_Work order_
An exact copy of each record is required.

==============================

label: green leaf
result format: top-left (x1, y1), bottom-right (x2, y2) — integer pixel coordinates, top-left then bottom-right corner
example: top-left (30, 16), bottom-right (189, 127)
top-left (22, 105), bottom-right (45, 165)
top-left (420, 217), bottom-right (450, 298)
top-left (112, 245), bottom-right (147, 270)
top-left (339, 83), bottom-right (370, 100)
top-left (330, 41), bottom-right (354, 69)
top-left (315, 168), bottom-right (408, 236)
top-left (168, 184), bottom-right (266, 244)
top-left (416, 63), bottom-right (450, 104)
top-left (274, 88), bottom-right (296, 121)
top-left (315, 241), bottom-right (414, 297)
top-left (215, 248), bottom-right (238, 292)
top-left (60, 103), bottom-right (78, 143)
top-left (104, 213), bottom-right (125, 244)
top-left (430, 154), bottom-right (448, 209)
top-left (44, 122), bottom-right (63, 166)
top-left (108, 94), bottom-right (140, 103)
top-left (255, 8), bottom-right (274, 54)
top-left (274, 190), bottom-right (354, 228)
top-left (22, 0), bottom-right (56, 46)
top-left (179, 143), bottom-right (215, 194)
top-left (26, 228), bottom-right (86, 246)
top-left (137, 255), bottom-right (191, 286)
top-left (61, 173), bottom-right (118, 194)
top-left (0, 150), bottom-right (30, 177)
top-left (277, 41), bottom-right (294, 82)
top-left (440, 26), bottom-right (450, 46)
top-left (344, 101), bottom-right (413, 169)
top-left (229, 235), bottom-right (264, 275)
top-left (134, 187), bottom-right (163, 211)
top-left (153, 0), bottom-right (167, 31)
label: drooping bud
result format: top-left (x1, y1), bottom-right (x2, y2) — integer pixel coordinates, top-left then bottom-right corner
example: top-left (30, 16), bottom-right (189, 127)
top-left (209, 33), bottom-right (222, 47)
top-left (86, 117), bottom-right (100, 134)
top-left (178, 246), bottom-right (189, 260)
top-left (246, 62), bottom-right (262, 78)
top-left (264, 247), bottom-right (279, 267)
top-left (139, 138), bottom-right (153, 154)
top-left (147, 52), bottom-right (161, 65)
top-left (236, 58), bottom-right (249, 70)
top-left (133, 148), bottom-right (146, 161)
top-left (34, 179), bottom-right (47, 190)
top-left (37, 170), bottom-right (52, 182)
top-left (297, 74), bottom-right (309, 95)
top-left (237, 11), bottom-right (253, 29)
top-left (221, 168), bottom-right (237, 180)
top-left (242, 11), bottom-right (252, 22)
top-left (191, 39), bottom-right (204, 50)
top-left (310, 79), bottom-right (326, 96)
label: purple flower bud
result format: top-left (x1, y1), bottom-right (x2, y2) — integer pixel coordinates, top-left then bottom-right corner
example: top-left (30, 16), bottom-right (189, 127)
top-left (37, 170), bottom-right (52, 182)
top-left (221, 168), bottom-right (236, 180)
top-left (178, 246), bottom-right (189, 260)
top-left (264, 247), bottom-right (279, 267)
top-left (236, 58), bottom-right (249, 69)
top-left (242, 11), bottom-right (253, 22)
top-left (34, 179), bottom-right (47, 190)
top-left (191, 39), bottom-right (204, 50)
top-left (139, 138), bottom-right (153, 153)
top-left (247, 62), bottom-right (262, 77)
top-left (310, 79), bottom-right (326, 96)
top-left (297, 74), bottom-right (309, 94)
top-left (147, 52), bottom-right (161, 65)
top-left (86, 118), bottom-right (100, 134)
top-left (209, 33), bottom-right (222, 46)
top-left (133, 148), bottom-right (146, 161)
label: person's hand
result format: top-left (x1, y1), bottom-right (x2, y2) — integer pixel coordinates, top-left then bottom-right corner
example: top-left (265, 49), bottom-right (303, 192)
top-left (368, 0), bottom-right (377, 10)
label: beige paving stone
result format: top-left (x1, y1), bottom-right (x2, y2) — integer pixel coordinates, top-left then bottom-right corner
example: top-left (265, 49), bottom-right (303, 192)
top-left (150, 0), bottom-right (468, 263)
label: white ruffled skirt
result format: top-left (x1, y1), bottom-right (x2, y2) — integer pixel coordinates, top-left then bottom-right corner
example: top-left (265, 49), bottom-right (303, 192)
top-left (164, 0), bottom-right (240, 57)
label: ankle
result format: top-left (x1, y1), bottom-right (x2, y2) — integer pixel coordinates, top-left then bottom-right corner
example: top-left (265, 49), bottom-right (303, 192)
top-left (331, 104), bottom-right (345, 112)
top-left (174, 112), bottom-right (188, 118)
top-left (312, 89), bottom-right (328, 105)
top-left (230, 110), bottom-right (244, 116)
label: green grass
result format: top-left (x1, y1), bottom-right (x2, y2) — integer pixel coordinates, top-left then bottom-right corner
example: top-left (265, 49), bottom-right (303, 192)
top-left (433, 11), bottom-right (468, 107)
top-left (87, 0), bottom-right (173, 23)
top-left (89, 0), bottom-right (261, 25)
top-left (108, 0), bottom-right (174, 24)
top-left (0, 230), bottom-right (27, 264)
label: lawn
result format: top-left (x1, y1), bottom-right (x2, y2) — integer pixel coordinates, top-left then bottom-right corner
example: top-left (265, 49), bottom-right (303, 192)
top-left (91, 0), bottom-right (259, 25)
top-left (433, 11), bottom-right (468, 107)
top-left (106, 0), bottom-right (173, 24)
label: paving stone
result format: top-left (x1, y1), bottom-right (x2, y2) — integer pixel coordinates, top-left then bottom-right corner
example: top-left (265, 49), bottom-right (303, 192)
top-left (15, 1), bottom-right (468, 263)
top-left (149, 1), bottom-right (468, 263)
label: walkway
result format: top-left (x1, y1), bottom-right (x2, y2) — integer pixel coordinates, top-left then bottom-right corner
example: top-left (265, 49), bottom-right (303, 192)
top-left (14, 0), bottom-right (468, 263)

==============================

_Solution for this exercise_
label: green leaf
result format: top-left (x1, y1), bottom-right (x2, y2) — integer pixel coordinates, top-left then bottom-right corner
example: top-left (30, 16), bottom-right (189, 127)
top-left (22, 105), bottom-right (45, 165)
top-left (420, 217), bottom-right (450, 298)
top-left (112, 245), bottom-right (147, 270)
top-left (339, 83), bottom-right (370, 100)
top-left (330, 41), bottom-right (354, 69)
top-left (315, 168), bottom-right (408, 236)
top-left (168, 184), bottom-right (266, 244)
top-left (416, 63), bottom-right (450, 104)
top-left (274, 88), bottom-right (296, 121)
top-left (315, 241), bottom-right (414, 297)
top-left (215, 248), bottom-right (238, 292)
top-left (60, 103), bottom-right (78, 143)
top-left (104, 213), bottom-right (125, 244)
top-left (430, 154), bottom-right (448, 209)
top-left (44, 122), bottom-right (63, 166)
top-left (108, 94), bottom-right (140, 103)
top-left (255, 8), bottom-right (274, 54)
top-left (274, 190), bottom-right (354, 228)
top-left (22, 0), bottom-right (56, 46)
top-left (179, 143), bottom-right (215, 194)
top-left (26, 228), bottom-right (86, 246)
top-left (137, 255), bottom-right (191, 286)
top-left (61, 173), bottom-right (118, 194)
top-left (0, 150), bottom-right (30, 177)
top-left (277, 41), bottom-right (294, 82)
top-left (440, 26), bottom-right (450, 46)
top-left (344, 101), bottom-right (413, 169)
top-left (229, 235), bottom-right (264, 275)
top-left (134, 187), bottom-right (163, 211)
top-left (153, 0), bottom-right (167, 31)
label: drooping bud
result format: top-left (x1, y1), bottom-right (x2, y2) — integer pixel coordinates, top-left then bottom-right corner
example: top-left (30, 16), bottom-right (189, 127)
top-left (209, 33), bottom-right (222, 47)
top-left (86, 117), bottom-right (100, 134)
top-left (178, 246), bottom-right (189, 260)
top-left (246, 62), bottom-right (262, 78)
top-left (264, 247), bottom-right (279, 267)
top-left (139, 138), bottom-right (153, 154)
top-left (147, 52), bottom-right (161, 65)
top-left (236, 58), bottom-right (249, 70)
top-left (133, 148), bottom-right (146, 161)
top-left (34, 179), bottom-right (47, 190)
top-left (37, 170), bottom-right (52, 182)
top-left (297, 74), bottom-right (309, 95)
top-left (237, 11), bottom-right (253, 29)
top-left (221, 168), bottom-right (237, 180)
top-left (242, 11), bottom-right (252, 22)
top-left (191, 39), bottom-right (204, 50)
top-left (310, 79), bottom-right (326, 96)
label: purple flower bud
result format: top-left (x1, y1), bottom-right (x2, y2) — integer pixel coordinates, top-left then bottom-right corner
example: top-left (30, 16), bottom-right (189, 127)
top-left (37, 170), bottom-right (52, 182)
top-left (221, 168), bottom-right (236, 180)
top-left (178, 246), bottom-right (189, 260)
top-left (264, 247), bottom-right (279, 267)
top-left (236, 58), bottom-right (249, 69)
top-left (242, 11), bottom-right (253, 22)
top-left (34, 179), bottom-right (47, 190)
top-left (191, 39), bottom-right (204, 50)
top-left (139, 138), bottom-right (153, 153)
top-left (247, 62), bottom-right (262, 77)
top-left (310, 79), bottom-right (326, 96)
top-left (297, 74), bottom-right (309, 94)
top-left (147, 52), bottom-right (161, 65)
top-left (86, 118), bottom-right (100, 134)
top-left (209, 33), bottom-right (222, 46)
top-left (133, 148), bottom-right (146, 161)
label: person's hand
result format: top-left (x1, y1), bottom-right (x2, y2) — integer pixel coordinates, top-left then bottom-right corner
example: top-left (265, 49), bottom-right (303, 192)
top-left (368, 0), bottom-right (377, 10)
label: beige paving stone
result format: top-left (x1, y1), bottom-right (x2, y2) — integer pixel coordinates, top-left then bottom-right corner
example: top-left (265, 49), bottom-right (303, 192)
top-left (150, 0), bottom-right (468, 263)
label: white ruffled skirt
result format: top-left (x1, y1), bottom-right (x2, y2) — integer pixel coordinates, top-left then bottom-right corner
example: top-left (265, 49), bottom-right (303, 192)
top-left (164, 0), bottom-right (240, 57)
label: ankle
result format: top-left (x1, y1), bottom-right (x2, y2) — integer pixel coordinates, top-left then bottom-right corner
example: top-left (265, 49), bottom-right (303, 192)
top-left (331, 104), bottom-right (345, 112)
top-left (174, 112), bottom-right (188, 118)
top-left (312, 89), bottom-right (328, 105)
top-left (230, 110), bottom-right (244, 116)
label: green grass
result format: top-left (x1, y1), bottom-right (x2, y2) — integer pixel coordinates, top-left then bottom-right corner
example: top-left (265, 49), bottom-right (303, 192)
top-left (433, 11), bottom-right (468, 107)
top-left (87, 0), bottom-right (173, 23)
top-left (89, 0), bottom-right (261, 25)
top-left (108, 0), bottom-right (174, 24)
top-left (0, 230), bottom-right (27, 264)
label: lawn
result format: top-left (x1, y1), bottom-right (x2, y2) — integer pixel coordinates, top-left then bottom-right corner
example: top-left (265, 49), bottom-right (303, 192)
top-left (91, 0), bottom-right (259, 25)
top-left (433, 11), bottom-right (468, 107)
top-left (106, 0), bottom-right (173, 24)
label: paving stone
result format: top-left (x1, y1), bottom-right (x2, y2) — integer pixel coordinates, top-left then bottom-right corner
example: top-left (265, 49), bottom-right (303, 192)
top-left (15, 1), bottom-right (468, 263)
top-left (149, 1), bottom-right (468, 263)
label: walkway
result format: top-left (x1, y1), bottom-right (x2, y2) — integer pixel coordinates, top-left then bottom-right corner
example: top-left (265, 49), bottom-right (303, 192)
top-left (14, 0), bottom-right (468, 263)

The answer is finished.